■ **BLOQUE DE TEXTO**
>>>

A través del cristal del escaparate veo una pieza tridimensional de gran tamaño del Arcángel San Miguel: su pie izquierdo aplasta el cuello de un demonio que yace en el suelo rocoso. Con atlética facilidad el Arcángel reduce al Demonio, sosteniendo en su mano derecha una balanza y en la izquierda, amenazante, su espada; extrañamente, el ángel va vestido –o armado- como un legionario romano: su torso está protegido por un ceñido peto, lleva puestos un faldellín, unas sandalias de cuero y un ondulante y casi teatral manto. El Demonio se mantiene sojuzgado por este ser angélico, pero su horrenda cabeza se yergue, tratando de mirar el rostro de su verdugo. Ambos poseen alas, pero las del Arcángel parecen de águila, mientras que las del “enemigo malo” semejan alas de murciélago. Describo esta imagen desde la memoria, aunque auxiliado por mi llavero, del que pende un pequeño relieve en metal barato de este personaje celeste, que hace compañía a otra mínima copia, en relieve metálico también, de “Las Meninas”, de Velázquez.
A primera vista, la figura de San Miguel parece hermosa, pero al observarla con atención veo que sus piernas están visiblemente desproporcionadas: la izquierda es más robusta que la derecha y parece deforme. Su vientre, que debiera ser plano y poderoso como corresponde a un atleta de las huestes celestiales, se abulta formando una panza inapropiada. ¿Y quién podría imaginar un arcángel ventrudo surcando los cielos inconmensurables como en “El Paraíso Perdido” de Milton? Por otra parte, el cuerpo del Demonio está mal elaborado y su rostro no es feo por su propia naturaleza sino porque el artesano descuidó su labor. En cualquier caso, esta figura hecha de algún tipo de pasta, podrá ocupar en algún momento la hornacina de algún templo o la de algún hogar acomodado, y es de suponer que será venerado como lo que es: la representación –naïf o no- de un ideal quimérico: el Mal siempre será vencido por la Virtud y el Bien.
Una de las imágenes que han llamado siempre mi atención es la de las “Ánimas del Purgatorio”. Encontramos varias versiones, pero creo que la más popular en México es ésta: en medio de las altas llamas, una guapa mujer de larga cabellera eleva sus brazos encadenados, pero la expresión de su rostro no es de dolor sino de una extraña neutralidad. ¿A quién mira desde la mazmorra de su condena? ¿Qué pudo cometer para sufrir las llamas del “Purgatorio”? Otra pregunta: ¿hay fuego en el “Purgatorio”? Porque tengo entendido que el fuego -¿simbólico?- se encuentra en el Infierno, no en ese ámbito transitorio que es, hipotéticamente, el “Purgatorio”. Aquí se “purgan” los pecados cometidos en la vida, pero ¿se “purgan” con fuego? Pido disculpas por mi escolástica ignorancia.
Otra imagen emblemática: San Francisco de Asís abraza a Jesús crucificado mientras éste desprende de la cruz su brazo derecho para inclinarse con deferencia y posar su mano llagada sobre los hombros de “Il Poverello”. No hablo aquí de los frescos de Giotto o del trabajo plástico de otros artistas medievales o pre-renacentistas, sino de esa iconografía moderna que se lanzó de bruces sobre un océano de melaza y mermelada empalagosamente kitsch, lo que también resulta interesantísimo. Todo esto al margen de la fe, por supuesto: la fe es muy otro asunto.
Estos escasos ejemplos bastan para mostrar la algarabía iconográfica del catolicismo. Una mina de oro, sin duda, para semiólogos, antropólogos, historiadores, psicoanalistas y aficionados. Pero faltaría hablar del erotismo que rezuman muchas de estas representaciones plásticas. Véanse algunas obras de Donatello, Botticelli, Miguel Ángel, Tiziano, Bernini, Rafael, Tintoretto y muchos otros artistas. Pero esto es otro asunto del que hablaremos luego.

<<<

■ **DATOS EN ESTUDIO**

>>>

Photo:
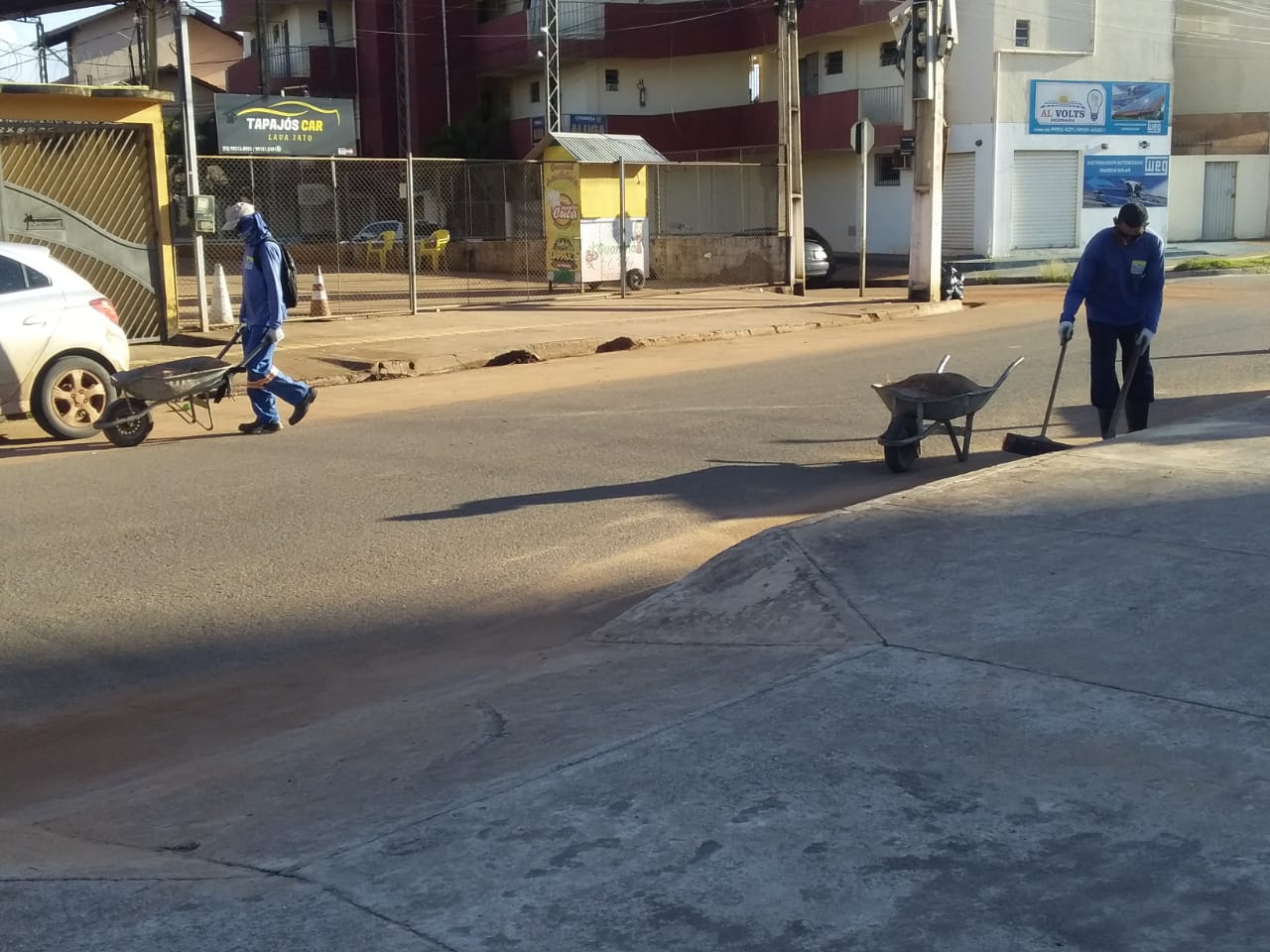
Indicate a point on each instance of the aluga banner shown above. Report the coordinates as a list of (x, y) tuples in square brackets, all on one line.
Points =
[(285, 126)]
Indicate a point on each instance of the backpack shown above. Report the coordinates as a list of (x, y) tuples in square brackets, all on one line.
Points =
[(286, 276)]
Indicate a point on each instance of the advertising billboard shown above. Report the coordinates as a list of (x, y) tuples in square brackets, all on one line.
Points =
[(562, 194), (285, 126), (1075, 108), (1110, 180)]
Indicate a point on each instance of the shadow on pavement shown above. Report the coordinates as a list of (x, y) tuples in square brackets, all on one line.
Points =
[(743, 489)]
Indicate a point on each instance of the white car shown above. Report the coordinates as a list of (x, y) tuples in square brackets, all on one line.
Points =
[(60, 341)]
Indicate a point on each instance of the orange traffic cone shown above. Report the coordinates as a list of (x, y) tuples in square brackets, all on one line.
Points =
[(318, 304), (221, 309)]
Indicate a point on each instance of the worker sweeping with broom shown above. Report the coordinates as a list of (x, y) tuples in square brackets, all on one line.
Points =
[(1120, 281)]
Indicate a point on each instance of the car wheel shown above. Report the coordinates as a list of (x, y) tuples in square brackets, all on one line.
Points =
[(71, 395)]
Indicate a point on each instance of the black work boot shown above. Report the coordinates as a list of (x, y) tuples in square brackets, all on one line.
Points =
[(1135, 416), (1105, 421)]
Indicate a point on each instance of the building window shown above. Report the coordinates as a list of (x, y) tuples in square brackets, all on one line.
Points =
[(810, 75), (887, 169)]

<<<

En el texto sobre la iconografía católica, enumera los artistas cuyas obras se citan en el párrafo que comienza con "Estos escasos ejemplos".

■ **SOLUCIÓN DEL PROBLEMA**
- Donatello
- Botticelli
- Miguel Ángel
- Tiziano
- Bernini
- Rafael
- Tintoretto